- _Vorgegebener Text_
* * * * *
# Alternative zu FTP4CHE



## Spr3ng (5. Mrz 2010)

Hallo,

ich bin gerade dabei einen FTP Client zu programmieren, der Features wie SSL und Server-to-Server Übertragung unterstützen soll. Dabei bin ich auf die Library FTP4CHE aufmerksam geworden. Leider wird diese seit 2007 nicht mehr weiterentwickelt. 

Meine Frage, gibt es eine aktuelle performante Alternative, die die gleichen bzw mehr optionen bietet und zudem noch weiterentwickelt wird? Ich habe leider bis dato nichts passendes gefunden.

Gruß


----------



## FArt (5. Mrz 2010)

Google mal mit "java ftp api" und/oder optional noch "server".
Ist da was dabei, besonders bei Apache?


----------



## Spr3ng (5. Mrz 2010)

Man findet schon die FTPClient  Klasse von Apache, darin ist allerdings wieder eine Funktion für server-2-server Transfer vorgesehen noch ssl, alles andere was ich noch so finde ist entweder kostenpflichtig oder OutofDate.


----------



## FArt (5. Mrz 2010)

Bei Apache mina ist ein FTPServer zu finden. SSL sollte bei Java immer Out-Of-The-Box dabei sein... oder meinst du SFTP?


----------



## Spr3ng (8. Mrz 2010)

FArt hat gesagt.:


> Bei Apache mina ist ein FTPServer zu finden. SSL sollte bei Java immer Out-Of-The-Box dabei sein... oder meinst du SFTP?



Ich suche keinen FTPServer sondern eine FTP Client Library, mit den gleichen Funktionen wie FTP4CHE, die allerdings noch maintained wird.


----------



## FArt (8. Mrz 2010)

Also, SSL geht mit Apache, aber was ist server-2-server Transfer... habe ich noch nie gehört. Auch bei FTP4CHE finde ich darüber nichts.
* * * * *
- _Aufgabenstellung_
**a.** Stimmen diese Aussagen mit der Forumsdiskussion über FTP4CHE oben überein? Antworte jeweils mit Ja oder Nein und zitiere die Worte, die es entscheiden. (i) FTP4CHE wird seit 2007 nicht mehr weiterentwickelt. (ii) Spr3ng sucht einen FTP-Server. (iii) FArt weiß genau, was ein server-2-server Transfer ist.
**b.** Führe die Forumsdiskussion über FTP4CHE oben nach dem letzten Beitrag weiter.

- _Bereitgestelltes Material_
* * * * *
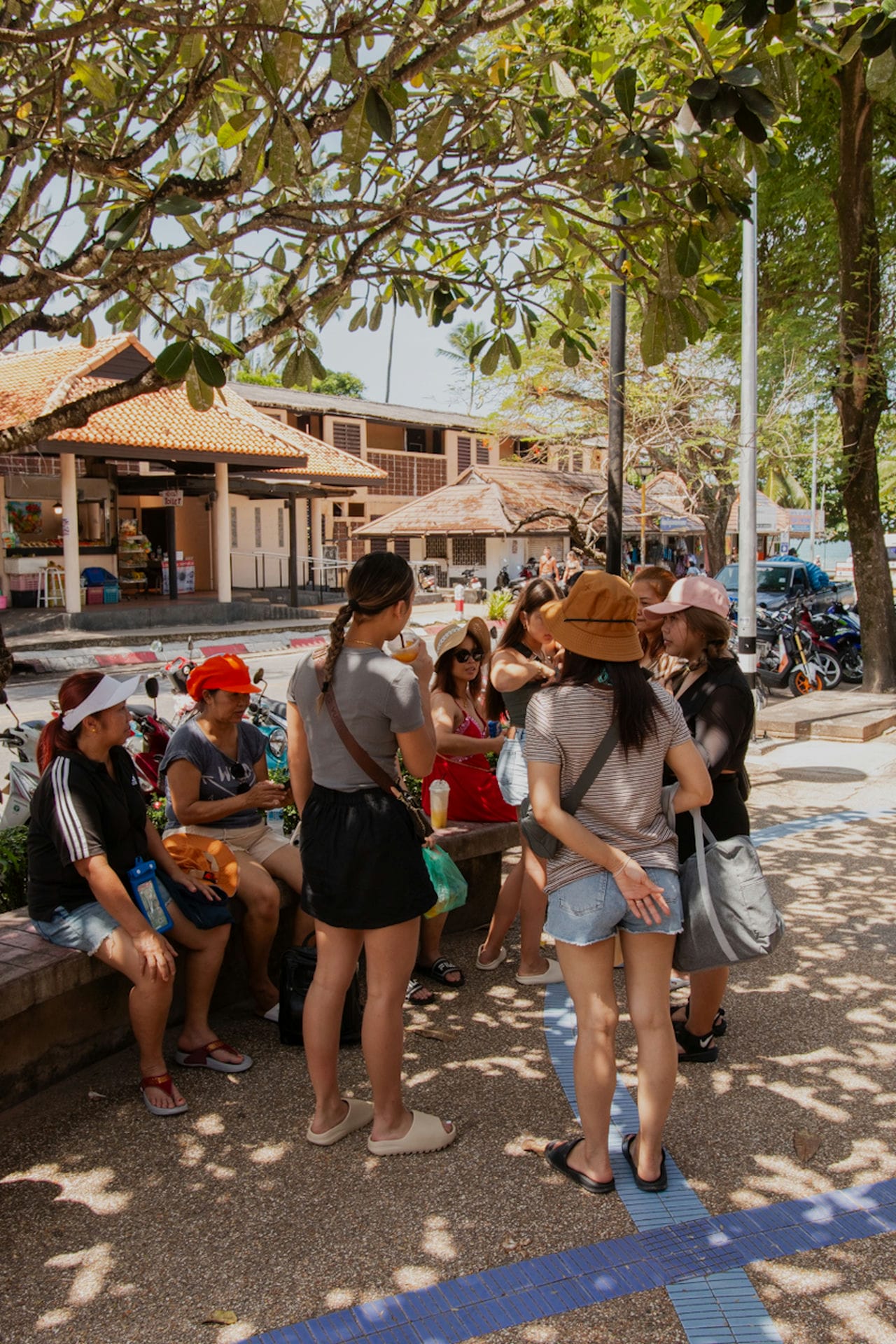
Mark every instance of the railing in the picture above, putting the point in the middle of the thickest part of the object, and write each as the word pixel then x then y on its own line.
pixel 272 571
* * * * *
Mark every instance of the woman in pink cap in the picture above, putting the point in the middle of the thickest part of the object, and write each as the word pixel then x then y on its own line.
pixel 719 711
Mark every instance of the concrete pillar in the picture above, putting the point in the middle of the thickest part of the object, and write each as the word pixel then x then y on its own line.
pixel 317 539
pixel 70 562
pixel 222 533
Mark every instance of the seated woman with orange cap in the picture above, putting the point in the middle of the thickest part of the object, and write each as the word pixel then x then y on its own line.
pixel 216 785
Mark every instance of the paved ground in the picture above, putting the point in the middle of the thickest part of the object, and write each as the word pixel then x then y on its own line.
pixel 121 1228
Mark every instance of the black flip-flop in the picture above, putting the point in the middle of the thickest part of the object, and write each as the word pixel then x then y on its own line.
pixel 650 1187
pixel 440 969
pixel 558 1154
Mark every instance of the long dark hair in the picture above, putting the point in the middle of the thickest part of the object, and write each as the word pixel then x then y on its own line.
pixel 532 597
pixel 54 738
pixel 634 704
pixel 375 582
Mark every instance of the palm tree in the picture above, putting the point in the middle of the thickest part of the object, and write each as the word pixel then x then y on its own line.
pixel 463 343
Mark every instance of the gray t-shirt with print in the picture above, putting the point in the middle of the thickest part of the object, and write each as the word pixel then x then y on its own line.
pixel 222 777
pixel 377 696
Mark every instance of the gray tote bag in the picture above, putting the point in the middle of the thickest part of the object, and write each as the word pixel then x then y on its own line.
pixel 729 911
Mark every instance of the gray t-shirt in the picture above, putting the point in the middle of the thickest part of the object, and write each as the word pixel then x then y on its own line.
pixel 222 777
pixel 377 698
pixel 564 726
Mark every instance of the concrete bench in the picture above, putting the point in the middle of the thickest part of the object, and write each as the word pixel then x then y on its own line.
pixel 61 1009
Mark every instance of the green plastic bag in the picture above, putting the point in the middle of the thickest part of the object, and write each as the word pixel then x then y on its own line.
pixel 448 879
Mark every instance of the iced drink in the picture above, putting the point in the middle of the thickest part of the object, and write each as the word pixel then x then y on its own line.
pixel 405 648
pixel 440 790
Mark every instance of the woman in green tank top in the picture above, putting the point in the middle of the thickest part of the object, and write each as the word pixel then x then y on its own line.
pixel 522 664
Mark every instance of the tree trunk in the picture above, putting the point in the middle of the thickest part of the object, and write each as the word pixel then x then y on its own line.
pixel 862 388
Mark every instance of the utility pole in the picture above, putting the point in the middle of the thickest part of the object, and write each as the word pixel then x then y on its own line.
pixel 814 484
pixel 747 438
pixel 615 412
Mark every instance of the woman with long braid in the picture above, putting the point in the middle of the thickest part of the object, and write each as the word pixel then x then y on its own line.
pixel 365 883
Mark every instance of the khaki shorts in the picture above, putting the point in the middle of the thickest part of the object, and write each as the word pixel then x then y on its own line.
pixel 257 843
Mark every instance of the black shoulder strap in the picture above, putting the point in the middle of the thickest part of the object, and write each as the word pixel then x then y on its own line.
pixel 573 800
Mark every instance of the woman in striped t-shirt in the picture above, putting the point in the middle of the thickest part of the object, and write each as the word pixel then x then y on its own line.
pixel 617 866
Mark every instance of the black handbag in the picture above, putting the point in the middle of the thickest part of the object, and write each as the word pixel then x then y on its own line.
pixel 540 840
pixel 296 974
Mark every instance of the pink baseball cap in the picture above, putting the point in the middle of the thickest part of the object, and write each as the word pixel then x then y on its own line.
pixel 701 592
* * * * *
- _Lösungen je Aufgabe_
**a.**
(i) Ja: „Leider wird diese seit 2007 nicht mehr weiterentwickelt.“
(ii) Nein: „Ich suche keinen FTPServer sondern eine FTP Client Library“
(iii) Nein: „aber was ist server-2-server Transfer... habe ich noch nie gehört.“

**b.**
----------



## HoaX (8. Mrz 2010)

FArt hat gesagt.:


> Also, SSL geht mit Apache, aber was ist server-2-server Transfer... habe ich noch nie gehört. Auch bei FTP4CHE finde ich darüber nichts.



Da wird die Datei eben nicht zwischen Client zu Server übertragen sondern direkt von einem Server zum Anderen. Funktioniert allerdings nicht mit vernünftig administrierten Servern, da man damit auch viel Unsinn anstellen könnte.


----------



## Gelöschtes Mitglied 5909 (8. Mrz 2010)

schau da mal:

FTP,FTP Java, Java library FTP, Java FTP, Java FTP library,free


----------



## Spr3ng (8. Mrz 2010)

raiL hat gesagt.:


> schau da mal:
> 
> FTP,FTP Java, Java library FTP, Java FTP, Java FTP library,free



enterprisedt.com :: View topic - SSL/FXP



> No that will only work for FXP over plain FTP.
> 
> If you are interested in FXP over SSL and want it implemented in edtFTPj/PRO, email us to discuss (support at enterprisedt dot com)



hatte ich auch schon gefunden. aber danke für die anregung!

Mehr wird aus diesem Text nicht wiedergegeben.